▶ _OBJECTIVE_: Reproduce the rows below, from the line containing "outline chandelier" through the line containing "[[[22,6],[22,8],[23,8],[23,6]]]", with both of those lines included.

▶ _GIVEN DATA_:
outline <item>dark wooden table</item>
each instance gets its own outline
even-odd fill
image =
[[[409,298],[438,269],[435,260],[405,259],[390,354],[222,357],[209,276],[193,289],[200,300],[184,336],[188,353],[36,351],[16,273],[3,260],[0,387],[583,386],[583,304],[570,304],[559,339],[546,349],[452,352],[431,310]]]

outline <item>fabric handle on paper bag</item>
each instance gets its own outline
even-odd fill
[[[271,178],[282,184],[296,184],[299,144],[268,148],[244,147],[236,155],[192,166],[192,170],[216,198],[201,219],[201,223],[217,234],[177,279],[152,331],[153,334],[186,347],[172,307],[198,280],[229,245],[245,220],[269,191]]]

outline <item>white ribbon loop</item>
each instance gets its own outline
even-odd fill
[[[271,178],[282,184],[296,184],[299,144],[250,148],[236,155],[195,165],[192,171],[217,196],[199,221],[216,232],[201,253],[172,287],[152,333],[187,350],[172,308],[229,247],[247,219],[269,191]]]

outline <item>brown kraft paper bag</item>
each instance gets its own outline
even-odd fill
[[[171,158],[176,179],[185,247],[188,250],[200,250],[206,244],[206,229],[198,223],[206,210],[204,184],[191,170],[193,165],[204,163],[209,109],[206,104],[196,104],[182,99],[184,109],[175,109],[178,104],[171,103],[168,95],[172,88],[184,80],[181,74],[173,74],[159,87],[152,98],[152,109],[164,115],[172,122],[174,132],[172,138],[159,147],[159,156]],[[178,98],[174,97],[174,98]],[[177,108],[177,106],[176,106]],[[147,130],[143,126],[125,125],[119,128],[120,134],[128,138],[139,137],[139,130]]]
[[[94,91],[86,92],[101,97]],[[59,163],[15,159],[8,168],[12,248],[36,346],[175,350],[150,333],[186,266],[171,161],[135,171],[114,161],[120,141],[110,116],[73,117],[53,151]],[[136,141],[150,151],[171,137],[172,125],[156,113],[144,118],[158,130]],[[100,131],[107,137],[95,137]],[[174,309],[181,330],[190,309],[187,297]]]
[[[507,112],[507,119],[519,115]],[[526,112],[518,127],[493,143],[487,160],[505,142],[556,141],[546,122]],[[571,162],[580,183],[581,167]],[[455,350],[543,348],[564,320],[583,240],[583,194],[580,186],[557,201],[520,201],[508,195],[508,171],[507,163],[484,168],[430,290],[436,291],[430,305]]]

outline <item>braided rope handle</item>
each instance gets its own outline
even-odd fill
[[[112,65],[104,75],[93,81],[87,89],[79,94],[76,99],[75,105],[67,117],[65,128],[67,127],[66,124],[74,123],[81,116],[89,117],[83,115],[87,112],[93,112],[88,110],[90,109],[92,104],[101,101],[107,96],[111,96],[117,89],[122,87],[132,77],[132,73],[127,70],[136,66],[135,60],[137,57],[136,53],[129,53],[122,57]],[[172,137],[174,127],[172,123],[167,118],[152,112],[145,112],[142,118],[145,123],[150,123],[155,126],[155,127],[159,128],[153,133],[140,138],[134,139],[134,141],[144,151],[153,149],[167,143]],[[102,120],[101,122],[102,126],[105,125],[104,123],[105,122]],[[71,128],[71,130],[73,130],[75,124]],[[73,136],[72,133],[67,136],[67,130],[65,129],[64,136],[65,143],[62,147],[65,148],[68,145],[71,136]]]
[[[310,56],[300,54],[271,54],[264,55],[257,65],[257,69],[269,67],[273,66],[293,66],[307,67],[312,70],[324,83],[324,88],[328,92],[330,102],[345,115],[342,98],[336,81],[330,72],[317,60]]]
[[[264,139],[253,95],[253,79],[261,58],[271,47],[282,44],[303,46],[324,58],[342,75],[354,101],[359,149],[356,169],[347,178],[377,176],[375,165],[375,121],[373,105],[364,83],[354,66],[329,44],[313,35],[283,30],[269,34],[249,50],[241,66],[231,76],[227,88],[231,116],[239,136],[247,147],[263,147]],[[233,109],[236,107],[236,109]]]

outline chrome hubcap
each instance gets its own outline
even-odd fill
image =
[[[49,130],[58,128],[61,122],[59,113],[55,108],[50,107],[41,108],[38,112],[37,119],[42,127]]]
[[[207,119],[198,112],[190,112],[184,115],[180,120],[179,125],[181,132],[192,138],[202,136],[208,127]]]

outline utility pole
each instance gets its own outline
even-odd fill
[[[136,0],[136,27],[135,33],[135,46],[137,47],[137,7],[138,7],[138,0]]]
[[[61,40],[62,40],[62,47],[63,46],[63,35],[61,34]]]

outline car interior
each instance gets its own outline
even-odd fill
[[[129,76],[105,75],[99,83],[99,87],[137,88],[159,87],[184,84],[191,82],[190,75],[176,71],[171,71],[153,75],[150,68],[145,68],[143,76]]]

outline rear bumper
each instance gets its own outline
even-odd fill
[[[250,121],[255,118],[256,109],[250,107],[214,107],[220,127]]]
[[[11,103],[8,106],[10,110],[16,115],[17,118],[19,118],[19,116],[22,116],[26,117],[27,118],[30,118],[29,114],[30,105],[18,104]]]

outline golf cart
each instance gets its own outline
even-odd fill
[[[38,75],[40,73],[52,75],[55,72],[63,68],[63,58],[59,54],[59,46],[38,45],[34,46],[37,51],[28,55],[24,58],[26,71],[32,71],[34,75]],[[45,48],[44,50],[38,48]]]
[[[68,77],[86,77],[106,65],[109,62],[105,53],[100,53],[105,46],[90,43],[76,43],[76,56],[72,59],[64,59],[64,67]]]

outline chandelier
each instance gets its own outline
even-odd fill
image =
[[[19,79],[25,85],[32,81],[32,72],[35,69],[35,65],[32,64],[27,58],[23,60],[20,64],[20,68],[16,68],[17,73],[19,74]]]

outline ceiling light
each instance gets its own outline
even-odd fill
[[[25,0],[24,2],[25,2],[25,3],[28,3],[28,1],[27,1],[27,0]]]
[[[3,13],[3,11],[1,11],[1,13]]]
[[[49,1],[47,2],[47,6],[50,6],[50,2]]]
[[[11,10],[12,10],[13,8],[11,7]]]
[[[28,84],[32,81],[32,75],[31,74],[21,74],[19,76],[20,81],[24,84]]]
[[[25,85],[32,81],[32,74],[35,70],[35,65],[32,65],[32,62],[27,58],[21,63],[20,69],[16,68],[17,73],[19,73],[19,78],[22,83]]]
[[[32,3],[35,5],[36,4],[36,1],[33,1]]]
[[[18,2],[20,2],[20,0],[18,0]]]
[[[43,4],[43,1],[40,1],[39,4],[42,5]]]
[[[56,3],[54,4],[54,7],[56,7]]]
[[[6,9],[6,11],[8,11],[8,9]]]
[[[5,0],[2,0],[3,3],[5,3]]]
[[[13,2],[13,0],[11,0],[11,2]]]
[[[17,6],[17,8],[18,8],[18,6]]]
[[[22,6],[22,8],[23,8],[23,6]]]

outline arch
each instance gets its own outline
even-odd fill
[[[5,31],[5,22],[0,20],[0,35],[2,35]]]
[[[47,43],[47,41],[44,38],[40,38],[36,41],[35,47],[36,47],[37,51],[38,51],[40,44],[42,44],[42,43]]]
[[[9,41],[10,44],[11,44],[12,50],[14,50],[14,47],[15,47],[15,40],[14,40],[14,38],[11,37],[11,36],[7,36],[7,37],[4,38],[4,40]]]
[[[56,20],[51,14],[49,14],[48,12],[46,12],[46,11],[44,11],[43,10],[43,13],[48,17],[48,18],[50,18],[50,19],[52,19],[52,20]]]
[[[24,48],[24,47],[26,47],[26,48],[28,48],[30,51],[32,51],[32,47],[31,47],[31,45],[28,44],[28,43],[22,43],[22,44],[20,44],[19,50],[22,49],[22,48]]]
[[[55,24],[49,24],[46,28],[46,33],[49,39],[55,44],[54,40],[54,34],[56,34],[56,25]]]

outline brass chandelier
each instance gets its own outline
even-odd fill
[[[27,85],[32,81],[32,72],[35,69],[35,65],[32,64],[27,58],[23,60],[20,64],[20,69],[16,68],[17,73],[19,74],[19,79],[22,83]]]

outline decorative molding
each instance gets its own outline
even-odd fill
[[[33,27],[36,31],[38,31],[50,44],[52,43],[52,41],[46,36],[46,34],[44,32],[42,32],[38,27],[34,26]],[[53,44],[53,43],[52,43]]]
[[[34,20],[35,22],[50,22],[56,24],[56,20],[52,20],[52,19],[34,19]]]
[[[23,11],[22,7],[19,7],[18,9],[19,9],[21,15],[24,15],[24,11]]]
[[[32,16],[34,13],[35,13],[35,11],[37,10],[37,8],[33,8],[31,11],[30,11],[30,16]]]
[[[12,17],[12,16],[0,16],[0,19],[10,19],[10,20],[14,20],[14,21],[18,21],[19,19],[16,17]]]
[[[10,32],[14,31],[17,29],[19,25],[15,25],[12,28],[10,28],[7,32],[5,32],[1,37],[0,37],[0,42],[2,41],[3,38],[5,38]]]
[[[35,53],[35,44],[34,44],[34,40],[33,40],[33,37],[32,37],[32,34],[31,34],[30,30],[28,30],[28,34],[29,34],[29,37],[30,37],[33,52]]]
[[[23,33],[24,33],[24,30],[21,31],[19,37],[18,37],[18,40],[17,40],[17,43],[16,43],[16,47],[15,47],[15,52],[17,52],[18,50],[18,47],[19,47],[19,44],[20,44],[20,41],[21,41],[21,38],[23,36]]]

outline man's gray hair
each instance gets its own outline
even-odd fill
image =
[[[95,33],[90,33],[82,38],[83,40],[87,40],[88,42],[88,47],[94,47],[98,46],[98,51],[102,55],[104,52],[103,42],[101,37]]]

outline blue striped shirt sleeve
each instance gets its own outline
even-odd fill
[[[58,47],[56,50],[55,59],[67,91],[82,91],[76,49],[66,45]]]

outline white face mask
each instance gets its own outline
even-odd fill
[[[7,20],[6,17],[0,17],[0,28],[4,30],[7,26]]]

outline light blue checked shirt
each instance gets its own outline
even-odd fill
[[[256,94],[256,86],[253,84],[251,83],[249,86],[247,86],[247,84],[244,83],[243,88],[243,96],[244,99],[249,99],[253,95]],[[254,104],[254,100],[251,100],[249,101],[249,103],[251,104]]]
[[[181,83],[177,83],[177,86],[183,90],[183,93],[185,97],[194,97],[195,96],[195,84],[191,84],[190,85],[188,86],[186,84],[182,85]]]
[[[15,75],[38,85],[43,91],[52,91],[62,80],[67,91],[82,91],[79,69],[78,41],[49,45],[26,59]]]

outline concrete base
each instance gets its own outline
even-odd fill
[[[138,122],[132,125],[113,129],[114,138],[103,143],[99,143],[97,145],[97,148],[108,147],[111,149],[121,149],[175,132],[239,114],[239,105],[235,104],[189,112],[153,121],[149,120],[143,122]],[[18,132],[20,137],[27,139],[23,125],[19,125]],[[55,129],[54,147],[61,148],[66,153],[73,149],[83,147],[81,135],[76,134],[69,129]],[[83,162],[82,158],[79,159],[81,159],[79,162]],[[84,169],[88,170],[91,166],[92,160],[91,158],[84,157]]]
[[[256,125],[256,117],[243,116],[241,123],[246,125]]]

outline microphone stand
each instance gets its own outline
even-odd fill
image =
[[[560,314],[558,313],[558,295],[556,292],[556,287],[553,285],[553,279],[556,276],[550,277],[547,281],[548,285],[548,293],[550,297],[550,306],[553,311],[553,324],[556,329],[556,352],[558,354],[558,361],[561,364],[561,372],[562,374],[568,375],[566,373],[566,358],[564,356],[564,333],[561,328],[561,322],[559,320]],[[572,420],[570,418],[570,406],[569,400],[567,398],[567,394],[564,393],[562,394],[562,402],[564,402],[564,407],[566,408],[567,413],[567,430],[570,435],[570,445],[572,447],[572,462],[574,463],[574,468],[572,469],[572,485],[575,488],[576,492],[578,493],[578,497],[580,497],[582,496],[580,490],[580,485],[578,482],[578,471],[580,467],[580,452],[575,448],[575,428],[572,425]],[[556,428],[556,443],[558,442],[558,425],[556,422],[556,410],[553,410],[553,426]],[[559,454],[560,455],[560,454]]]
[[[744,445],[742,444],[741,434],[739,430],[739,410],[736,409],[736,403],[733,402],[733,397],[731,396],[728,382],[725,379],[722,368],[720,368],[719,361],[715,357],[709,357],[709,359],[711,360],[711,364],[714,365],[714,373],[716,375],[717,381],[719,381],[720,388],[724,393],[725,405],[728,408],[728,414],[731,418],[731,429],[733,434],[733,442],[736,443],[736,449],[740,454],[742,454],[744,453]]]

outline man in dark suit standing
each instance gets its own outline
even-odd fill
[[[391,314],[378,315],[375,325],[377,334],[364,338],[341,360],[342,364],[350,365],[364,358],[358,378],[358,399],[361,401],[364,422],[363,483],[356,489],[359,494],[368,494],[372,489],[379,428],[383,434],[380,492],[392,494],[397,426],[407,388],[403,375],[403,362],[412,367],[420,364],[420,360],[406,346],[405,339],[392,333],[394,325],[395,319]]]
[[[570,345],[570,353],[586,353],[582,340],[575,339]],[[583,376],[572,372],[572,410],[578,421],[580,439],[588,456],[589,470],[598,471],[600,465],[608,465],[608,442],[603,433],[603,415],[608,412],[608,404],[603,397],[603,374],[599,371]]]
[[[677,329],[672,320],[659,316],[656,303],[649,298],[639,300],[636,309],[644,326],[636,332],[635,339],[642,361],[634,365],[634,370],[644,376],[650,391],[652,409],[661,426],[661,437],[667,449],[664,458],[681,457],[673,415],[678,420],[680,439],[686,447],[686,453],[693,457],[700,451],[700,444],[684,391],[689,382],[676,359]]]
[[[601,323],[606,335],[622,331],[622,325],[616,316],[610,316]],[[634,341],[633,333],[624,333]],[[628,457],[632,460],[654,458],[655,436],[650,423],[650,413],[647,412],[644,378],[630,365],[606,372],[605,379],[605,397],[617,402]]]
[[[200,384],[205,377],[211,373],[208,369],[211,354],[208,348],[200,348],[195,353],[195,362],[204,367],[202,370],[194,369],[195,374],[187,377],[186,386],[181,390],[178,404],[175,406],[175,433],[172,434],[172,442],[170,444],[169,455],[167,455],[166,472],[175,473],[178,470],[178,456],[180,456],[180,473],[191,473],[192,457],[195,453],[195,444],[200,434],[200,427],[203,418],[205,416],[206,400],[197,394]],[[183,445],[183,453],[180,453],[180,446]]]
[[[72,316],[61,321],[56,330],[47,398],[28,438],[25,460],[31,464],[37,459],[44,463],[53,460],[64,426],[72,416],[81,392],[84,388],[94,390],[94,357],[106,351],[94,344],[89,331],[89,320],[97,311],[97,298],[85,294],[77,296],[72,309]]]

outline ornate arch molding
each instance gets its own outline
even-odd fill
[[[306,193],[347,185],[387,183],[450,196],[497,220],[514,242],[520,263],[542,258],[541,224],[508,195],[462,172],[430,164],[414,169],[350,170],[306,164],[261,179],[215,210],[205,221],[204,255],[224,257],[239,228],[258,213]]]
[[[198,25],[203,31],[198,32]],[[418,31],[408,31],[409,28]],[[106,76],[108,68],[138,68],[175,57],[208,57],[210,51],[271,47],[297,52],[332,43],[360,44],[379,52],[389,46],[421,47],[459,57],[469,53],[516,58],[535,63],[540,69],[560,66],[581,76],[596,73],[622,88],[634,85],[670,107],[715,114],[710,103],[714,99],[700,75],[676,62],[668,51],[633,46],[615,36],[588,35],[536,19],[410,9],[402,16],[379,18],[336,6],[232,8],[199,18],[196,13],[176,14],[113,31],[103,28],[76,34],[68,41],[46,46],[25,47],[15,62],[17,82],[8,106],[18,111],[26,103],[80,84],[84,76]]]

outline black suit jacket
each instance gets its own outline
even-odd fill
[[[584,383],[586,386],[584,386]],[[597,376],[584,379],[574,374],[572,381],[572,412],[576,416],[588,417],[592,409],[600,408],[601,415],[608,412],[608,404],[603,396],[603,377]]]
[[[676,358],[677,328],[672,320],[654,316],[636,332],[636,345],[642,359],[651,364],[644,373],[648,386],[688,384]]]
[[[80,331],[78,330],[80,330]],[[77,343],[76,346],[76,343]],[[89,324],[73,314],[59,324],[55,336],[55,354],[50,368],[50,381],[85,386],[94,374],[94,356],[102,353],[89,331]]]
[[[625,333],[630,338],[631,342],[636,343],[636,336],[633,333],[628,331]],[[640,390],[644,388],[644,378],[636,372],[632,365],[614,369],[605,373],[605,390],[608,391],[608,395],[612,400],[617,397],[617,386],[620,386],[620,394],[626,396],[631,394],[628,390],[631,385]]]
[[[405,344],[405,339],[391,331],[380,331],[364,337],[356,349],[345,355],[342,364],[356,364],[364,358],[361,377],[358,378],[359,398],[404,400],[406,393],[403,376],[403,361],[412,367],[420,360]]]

▶ _OUTPUT OF THE TASK_:
outline chandelier
each instance gets its own outline
even-odd fill
image =
[[[19,79],[25,85],[32,81],[32,72],[35,69],[35,65],[32,64],[27,58],[23,60],[20,64],[20,68],[16,68],[17,73],[19,74]]]

outline ceiling light
each instance gets its own outline
even-odd fill
[[[25,0],[24,2],[25,2],[25,3],[28,3],[28,1],[27,1],[27,0]]]
[[[3,13],[3,11],[1,11],[1,13]]]
[[[49,1],[47,2],[47,6],[50,6],[50,2]]]
[[[11,10],[12,10],[13,8],[11,7]]]
[[[28,84],[32,81],[32,75],[31,74],[21,74],[19,76],[20,81],[24,84]]]
[[[25,85],[32,81],[32,74],[35,70],[35,65],[32,65],[32,62],[27,58],[21,63],[20,69],[16,68],[17,73],[19,73],[19,78],[22,83]]]
[[[32,3],[35,5],[36,4],[36,1],[33,1]]]
[[[18,2],[20,2],[20,0],[18,0]]]
[[[43,4],[43,1],[40,1],[39,4],[42,5]]]
[[[56,3],[54,4],[54,7],[56,7]]]
[[[6,9],[6,11],[8,11],[8,9]]]
[[[5,0],[2,0],[3,3],[5,3]]]
[[[13,2],[13,0],[11,0],[11,2]]]
[[[17,6],[17,8],[18,8],[18,6]]]
[[[22,6],[22,8],[23,8],[23,6]]]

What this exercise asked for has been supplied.